◆ EXERCISE
Please swap "even-odd rule" for "nonzero winding rule" in the data, starting at the line that contains "If you could segment every instance of the <item>man's" and ending at the end of the data, and give back only those lines with nothing else changed.
--- START DATASET EXTRACT ---
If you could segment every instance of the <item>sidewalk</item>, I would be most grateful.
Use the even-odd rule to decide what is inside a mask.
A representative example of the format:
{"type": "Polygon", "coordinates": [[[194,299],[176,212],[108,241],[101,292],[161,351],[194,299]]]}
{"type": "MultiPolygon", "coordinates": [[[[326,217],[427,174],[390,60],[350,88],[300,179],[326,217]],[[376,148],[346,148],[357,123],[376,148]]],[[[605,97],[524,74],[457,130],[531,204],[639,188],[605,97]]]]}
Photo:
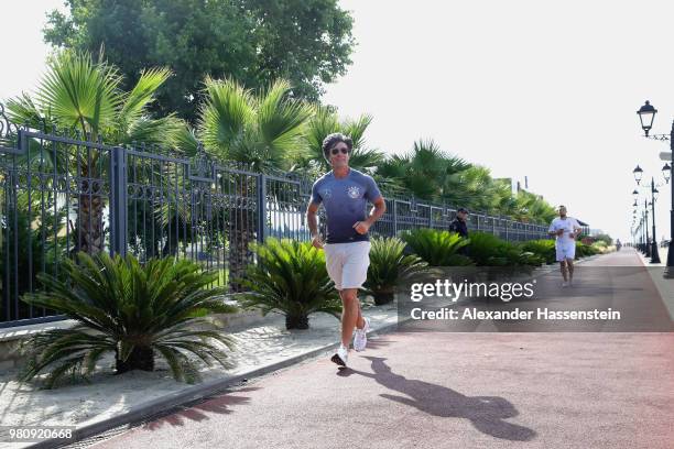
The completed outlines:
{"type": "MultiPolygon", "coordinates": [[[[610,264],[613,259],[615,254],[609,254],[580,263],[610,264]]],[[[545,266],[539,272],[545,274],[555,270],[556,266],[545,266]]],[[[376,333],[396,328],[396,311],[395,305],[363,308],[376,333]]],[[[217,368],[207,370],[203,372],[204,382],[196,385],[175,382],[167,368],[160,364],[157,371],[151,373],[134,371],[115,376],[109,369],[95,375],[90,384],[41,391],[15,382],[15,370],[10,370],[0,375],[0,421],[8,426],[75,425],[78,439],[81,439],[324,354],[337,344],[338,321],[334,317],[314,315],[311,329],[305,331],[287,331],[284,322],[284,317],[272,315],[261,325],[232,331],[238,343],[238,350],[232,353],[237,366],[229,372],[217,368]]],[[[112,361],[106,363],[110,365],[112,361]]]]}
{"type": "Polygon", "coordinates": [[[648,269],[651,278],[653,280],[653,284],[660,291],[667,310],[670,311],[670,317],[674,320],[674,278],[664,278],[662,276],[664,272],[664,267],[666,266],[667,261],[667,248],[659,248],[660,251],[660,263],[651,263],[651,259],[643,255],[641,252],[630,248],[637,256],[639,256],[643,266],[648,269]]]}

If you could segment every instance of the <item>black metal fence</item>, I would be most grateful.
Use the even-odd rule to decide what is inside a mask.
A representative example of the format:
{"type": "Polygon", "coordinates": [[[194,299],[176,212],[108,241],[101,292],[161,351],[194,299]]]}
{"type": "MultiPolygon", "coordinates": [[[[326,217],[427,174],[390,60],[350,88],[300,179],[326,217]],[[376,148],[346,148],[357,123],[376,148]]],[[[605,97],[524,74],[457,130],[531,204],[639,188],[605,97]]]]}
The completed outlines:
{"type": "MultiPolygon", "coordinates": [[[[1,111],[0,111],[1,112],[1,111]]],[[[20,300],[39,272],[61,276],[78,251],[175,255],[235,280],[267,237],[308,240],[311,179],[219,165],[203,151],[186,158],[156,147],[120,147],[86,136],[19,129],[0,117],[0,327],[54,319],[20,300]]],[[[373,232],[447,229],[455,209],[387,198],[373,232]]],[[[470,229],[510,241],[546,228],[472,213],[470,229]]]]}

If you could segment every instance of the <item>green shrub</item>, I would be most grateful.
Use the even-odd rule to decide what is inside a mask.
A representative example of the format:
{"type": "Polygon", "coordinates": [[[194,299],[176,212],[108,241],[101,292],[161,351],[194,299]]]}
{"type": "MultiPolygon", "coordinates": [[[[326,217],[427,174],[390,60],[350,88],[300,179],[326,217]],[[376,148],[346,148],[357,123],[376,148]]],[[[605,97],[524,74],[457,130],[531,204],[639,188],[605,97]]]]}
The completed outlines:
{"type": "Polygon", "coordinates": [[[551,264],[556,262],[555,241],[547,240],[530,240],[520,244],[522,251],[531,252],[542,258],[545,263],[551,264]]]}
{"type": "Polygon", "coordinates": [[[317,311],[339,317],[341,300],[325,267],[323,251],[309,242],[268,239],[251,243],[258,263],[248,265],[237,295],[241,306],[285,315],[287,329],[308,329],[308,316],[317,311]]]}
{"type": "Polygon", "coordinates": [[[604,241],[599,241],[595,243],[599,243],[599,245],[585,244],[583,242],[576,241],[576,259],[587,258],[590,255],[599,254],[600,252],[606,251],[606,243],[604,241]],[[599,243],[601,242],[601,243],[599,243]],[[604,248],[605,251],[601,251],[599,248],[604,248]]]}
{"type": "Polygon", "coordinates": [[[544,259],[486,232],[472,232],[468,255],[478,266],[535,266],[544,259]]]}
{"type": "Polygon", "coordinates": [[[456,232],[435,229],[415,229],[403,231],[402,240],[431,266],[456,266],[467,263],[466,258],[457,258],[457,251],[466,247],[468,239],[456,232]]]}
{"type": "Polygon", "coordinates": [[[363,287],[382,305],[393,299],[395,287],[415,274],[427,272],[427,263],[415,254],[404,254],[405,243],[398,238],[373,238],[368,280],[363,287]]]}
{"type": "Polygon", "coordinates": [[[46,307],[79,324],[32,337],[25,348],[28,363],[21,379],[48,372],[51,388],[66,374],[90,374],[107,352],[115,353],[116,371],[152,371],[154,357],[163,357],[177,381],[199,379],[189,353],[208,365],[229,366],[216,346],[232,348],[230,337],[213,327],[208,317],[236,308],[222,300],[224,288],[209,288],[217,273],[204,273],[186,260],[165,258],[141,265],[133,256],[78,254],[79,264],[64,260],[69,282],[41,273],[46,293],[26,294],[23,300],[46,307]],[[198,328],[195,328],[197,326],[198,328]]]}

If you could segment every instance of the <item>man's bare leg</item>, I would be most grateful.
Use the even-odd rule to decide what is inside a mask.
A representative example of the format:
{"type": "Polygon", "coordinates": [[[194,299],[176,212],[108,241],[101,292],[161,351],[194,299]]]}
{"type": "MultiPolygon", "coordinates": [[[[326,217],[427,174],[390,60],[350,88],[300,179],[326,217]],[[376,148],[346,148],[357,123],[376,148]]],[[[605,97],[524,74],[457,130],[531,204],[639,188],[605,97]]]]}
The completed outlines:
--- END DATASET EXTRACT ---
◆ SOLUTION FOR THIS PROBLEM
If you could segment every instance of the <item>man's bare leg</item>, I would be most grateful.
Use the nonzero winding rule to decide what is inside a mask.
A representative example of the format:
{"type": "Polygon", "coordinates": [[[194,299],[176,212],[108,241],[101,292],[161,351],[194,299]]]}
{"type": "MultiPolygon", "coordinates": [[[[326,217],[427,174],[390,60],[350,88],[300,179],[326,217]],[[376,148],[346,148],[357,123],[376,148]]],[[[605,97],[524,74],[457,130],[531,204],[639,188],[605,97]]]]}
The completed outlines:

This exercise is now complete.